- **DOCUMENT EXCERPT**
· · · ·

Will James Dobson Split the GOP?

October 1, 2007

James Dobson is at it again.  After blacklisting virtually the entire Republican field of presidential candidates, the founder of Focus on the Family is continuing to shift his focus away from the family and onto presidential politics.  Dobson met with about fifty powerful Christian leaders in Salt Lake City earlier today, including 2000 presidential candidate Gary Bauer and the Family Research Council’s Tony Perkins, to discuss the possibility of supporting a pro-life third party candidate should Giuliani earn the Republican Party’s nomination.  The group met unofficially under the umbrella of a powerful, secretive organization called the Council for National Policy.  The group was formed in 1981 by “Left Behind” author and pastor Tim LaHaye as a non-profit organization to benefit the public good, but over the years has gradually become more and more exclusive and tight-lipped about its internal goings-on.

· · · ·

- **EXTRACTED DATA**
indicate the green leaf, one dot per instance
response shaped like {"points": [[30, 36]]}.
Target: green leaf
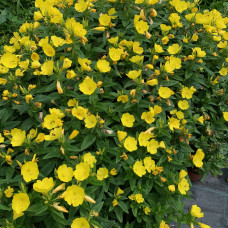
{"points": [[119, 213], [98, 207], [4, 208], [123, 206], [88, 141], [53, 154]]}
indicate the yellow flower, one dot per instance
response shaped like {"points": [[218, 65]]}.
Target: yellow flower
{"points": [[70, 74], [57, 42], [85, 64], [82, 171], [175, 20], [144, 138], [103, 66], [141, 27], [198, 158], [202, 225], [44, 186], [28, 98], [9, 60], [102, 173], [198, 52], [74, 195], [54, 134], [180, 115], [66, 63], [182, 174], [179, 5], [73, 134], [72, 102], [79, 112], [174, 49], [165, 92], [57, 112], [223, 71], [163, 225], [139, 169], [139, 198], [52, 121], [127, 120], [9, 192], [123, 98], [152, 2], [201, 119], [134, 74], [152, 146], [114, 202], [165, 39], [115, 53], [183, 105], [105, 19], [130, 144], [30, 171], [139, 1], [88, 86], [196, 211], [171, 188], [18, 137], [137, 59], [47, 67], [48, 50], [121, 135], [81, 6], [89, 159], [187, 92], [148, 116], [147, 210], [113, 40], [113, 172], [174, 123], [149, 164], [80, 223], [20, 202], [111, 12], [3, 81], [40, 137], [90, 121], [183, 186], [165, 28], [136, 48], [225, 116], [65, 173], [158, 48], [172, 64]]}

· · · ·

- **YOUR INSTRUCTIONS**
Pick up the article above on James Dobson and a possible third-party candidacy, and continue it from its final sentence.

- **REPLY TO THE EXERCISE**
While the group houses some extremist wings of Christian conservatism (i.e. theocrats and Christian Reconstructionists, who advocate abolishing the U.S. Constitution and replacing it with ancient Biblical Law), that is only one wing of the organization.  There are many intelligent and reasonable figures in the group who care more about lowering taxes and reducing the size of the federal government than they do about establishing a neofascist theocracy in the States, and many members who are quite friendly toward Rudy Giuliani in particular (televangelist Pat Robertson, anti-tax crusader Grover Norquist, and NRA Exec. VP Wayne LaPierre being notable examples).  However, James Dobson has arisen as a sort of leader of a more extreme brand of CPN’s conservative Christian movers-and-shakers who would actually advocate introducing a third party candidate who would have basically the exact same platform as a Republican nominee Giuliani, but would just be farther to the right on the abortion issue.

First of all, the CPN’s own description hails itself as a “an educational foundation organized under Section 501(c)(3) of the Internal Revenue Code” that explicitly does not “support candidates, or issue public policy statements on controversial issues.”  So, perhaps, Dobson and Co. should be careful where they tread while meeting under the umbrella of the CPN.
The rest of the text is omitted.